**** DATA IN THIS EXERCISE ****

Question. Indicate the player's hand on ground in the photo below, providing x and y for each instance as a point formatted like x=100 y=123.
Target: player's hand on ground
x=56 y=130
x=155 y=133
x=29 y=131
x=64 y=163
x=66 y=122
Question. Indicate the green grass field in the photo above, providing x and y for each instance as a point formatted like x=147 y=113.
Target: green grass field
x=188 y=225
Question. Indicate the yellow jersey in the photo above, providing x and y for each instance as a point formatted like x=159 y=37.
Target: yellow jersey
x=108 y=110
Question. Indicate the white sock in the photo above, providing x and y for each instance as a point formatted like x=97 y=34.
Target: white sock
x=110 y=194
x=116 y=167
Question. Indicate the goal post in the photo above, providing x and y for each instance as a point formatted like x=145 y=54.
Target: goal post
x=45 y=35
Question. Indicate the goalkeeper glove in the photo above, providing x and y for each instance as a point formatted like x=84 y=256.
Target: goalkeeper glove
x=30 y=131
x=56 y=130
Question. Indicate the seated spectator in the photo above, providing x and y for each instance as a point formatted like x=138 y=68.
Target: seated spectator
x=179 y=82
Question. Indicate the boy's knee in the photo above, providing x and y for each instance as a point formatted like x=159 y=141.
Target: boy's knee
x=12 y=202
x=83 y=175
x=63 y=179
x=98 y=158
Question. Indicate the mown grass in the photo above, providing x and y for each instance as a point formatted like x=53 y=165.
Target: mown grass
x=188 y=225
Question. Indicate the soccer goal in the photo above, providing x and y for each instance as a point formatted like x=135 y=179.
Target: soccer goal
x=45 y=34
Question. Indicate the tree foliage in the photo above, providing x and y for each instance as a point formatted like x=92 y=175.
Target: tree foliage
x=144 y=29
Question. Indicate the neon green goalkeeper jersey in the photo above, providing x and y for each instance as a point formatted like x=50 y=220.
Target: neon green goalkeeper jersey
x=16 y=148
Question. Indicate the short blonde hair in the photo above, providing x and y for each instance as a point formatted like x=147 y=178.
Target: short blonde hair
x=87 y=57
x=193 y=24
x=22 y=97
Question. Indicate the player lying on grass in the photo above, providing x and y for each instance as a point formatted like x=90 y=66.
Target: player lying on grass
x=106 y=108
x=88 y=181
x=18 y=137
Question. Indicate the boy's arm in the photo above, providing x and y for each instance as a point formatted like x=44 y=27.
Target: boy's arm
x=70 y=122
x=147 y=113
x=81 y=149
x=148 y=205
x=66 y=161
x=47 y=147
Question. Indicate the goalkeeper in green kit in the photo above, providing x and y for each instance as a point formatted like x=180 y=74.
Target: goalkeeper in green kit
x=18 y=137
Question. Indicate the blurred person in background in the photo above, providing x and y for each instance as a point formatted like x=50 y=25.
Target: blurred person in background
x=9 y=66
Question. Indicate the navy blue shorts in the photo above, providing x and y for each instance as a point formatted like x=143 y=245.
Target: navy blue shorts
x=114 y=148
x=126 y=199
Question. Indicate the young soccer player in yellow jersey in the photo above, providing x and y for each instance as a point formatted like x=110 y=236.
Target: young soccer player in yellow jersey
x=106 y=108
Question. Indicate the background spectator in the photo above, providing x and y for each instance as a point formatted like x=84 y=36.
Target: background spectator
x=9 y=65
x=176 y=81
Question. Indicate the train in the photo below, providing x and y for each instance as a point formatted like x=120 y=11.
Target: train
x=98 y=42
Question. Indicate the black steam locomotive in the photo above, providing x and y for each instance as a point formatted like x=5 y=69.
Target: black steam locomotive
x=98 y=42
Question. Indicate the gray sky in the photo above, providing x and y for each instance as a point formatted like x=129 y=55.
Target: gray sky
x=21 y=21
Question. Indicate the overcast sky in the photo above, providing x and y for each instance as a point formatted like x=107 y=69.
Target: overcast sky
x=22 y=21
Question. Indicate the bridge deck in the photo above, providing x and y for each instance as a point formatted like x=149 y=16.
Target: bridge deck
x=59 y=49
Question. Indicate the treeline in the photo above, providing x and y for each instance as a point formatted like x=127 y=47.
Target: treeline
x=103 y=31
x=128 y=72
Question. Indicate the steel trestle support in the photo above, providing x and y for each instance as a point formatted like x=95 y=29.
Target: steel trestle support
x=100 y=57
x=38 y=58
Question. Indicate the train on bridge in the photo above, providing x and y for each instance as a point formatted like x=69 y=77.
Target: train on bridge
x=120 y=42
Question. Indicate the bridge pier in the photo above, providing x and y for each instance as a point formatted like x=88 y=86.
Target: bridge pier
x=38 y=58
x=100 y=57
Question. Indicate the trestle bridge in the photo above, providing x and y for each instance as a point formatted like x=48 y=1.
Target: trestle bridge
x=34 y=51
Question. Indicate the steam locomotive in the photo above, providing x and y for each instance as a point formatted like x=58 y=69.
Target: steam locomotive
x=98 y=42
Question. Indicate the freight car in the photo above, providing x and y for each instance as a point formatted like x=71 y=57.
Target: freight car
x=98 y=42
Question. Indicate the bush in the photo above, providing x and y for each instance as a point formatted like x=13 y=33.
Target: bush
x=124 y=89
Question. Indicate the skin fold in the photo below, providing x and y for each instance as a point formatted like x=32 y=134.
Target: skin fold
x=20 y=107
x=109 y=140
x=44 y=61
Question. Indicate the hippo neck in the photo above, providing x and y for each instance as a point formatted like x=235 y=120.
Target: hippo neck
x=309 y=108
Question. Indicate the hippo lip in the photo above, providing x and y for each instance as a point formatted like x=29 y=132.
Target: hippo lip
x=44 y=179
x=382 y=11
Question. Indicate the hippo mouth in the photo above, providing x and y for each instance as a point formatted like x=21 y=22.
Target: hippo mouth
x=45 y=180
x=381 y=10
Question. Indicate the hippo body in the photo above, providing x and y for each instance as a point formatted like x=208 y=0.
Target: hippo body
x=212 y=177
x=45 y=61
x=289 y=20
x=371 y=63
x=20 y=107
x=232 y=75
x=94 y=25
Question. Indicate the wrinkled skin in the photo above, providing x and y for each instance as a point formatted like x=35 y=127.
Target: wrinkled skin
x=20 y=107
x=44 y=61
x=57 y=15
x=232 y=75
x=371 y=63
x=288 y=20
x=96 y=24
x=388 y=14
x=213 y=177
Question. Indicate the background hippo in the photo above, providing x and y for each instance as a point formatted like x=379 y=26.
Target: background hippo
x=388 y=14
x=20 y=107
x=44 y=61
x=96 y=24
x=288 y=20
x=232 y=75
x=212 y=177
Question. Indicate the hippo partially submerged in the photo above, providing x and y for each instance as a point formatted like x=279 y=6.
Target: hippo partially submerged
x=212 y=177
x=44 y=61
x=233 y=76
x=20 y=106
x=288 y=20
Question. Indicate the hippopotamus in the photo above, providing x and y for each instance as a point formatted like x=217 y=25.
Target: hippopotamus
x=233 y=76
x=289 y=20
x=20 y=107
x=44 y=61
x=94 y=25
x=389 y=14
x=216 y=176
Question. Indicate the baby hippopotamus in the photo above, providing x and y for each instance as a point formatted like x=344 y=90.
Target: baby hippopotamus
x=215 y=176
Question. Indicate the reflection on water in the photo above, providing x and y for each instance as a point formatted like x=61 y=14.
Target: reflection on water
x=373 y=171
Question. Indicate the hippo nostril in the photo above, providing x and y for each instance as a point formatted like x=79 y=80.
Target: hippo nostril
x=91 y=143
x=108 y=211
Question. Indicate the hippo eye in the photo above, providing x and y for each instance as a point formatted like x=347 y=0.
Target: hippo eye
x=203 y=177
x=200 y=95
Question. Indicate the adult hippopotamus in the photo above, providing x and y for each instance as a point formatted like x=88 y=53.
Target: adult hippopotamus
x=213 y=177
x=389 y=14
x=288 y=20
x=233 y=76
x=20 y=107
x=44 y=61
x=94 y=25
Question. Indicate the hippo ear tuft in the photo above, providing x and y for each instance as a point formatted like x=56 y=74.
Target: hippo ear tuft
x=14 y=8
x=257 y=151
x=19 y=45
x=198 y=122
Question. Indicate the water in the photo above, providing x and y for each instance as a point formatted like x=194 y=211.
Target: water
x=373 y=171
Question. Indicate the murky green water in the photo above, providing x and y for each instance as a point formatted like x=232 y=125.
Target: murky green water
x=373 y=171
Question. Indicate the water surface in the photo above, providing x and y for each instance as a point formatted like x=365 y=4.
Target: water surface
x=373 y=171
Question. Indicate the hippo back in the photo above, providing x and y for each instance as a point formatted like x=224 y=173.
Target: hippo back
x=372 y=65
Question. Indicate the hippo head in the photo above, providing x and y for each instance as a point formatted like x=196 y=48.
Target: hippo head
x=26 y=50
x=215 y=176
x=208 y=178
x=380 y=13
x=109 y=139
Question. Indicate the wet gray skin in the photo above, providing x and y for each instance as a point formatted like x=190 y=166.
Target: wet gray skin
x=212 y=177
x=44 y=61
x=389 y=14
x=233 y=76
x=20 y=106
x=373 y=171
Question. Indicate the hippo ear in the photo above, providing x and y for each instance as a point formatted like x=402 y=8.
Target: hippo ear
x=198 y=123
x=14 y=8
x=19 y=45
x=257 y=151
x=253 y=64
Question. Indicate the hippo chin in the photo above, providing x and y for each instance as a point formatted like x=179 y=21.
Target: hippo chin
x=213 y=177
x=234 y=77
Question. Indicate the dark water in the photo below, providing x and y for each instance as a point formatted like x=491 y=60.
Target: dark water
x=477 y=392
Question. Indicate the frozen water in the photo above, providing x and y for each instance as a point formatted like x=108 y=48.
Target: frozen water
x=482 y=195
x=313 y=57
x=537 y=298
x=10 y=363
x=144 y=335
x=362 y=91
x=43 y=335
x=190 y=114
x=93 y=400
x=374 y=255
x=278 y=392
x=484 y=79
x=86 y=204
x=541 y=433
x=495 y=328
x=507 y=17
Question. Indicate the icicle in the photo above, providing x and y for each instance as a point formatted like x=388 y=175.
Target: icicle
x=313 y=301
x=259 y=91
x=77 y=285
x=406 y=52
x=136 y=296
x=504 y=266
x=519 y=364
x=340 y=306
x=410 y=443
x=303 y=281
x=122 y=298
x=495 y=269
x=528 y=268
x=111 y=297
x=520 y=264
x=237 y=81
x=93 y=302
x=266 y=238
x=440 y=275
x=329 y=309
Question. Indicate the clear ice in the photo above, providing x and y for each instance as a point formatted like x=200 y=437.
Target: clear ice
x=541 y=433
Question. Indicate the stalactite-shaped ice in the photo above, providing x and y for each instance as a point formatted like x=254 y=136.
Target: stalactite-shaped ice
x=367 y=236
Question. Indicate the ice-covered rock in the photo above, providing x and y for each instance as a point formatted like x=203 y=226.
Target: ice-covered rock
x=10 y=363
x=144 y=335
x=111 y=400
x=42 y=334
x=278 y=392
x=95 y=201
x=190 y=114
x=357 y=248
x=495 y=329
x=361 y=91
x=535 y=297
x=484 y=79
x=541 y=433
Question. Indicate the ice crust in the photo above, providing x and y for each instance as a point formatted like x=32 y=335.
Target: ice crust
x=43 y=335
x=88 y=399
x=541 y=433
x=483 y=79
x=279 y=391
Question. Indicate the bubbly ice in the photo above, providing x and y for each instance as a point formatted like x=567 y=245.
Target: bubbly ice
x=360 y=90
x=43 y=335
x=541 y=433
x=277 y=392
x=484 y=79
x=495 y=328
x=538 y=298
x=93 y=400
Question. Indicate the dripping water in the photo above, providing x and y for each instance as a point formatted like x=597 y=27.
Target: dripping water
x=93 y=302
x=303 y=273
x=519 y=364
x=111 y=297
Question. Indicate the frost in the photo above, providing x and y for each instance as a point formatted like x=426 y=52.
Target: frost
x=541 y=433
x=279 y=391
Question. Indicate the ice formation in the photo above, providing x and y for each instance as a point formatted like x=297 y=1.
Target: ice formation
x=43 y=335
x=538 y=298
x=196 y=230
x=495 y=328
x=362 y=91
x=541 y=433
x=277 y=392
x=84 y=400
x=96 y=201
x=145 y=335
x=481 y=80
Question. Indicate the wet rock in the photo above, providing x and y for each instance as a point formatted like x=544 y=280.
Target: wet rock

****

Lines containing the string "below" are the ones to copy from the entries above.

## SOLVED PROBLEM
Question. Indicate the player's hand on ground in the photo below, providing x and y for each instance as a point formatted like x=100 y=123.
Question. Indicate the train in the photo below, providing x and y for each instance as a point formatted like x=120 y=11.
Question. Indicate the skin fold in the photo below, providing x and y for each instance as a point formatted like x=32 y=134.
Question. Indicate the dark water in the photo below, providing x and y for each instance as a point formatted like x=491 y=60.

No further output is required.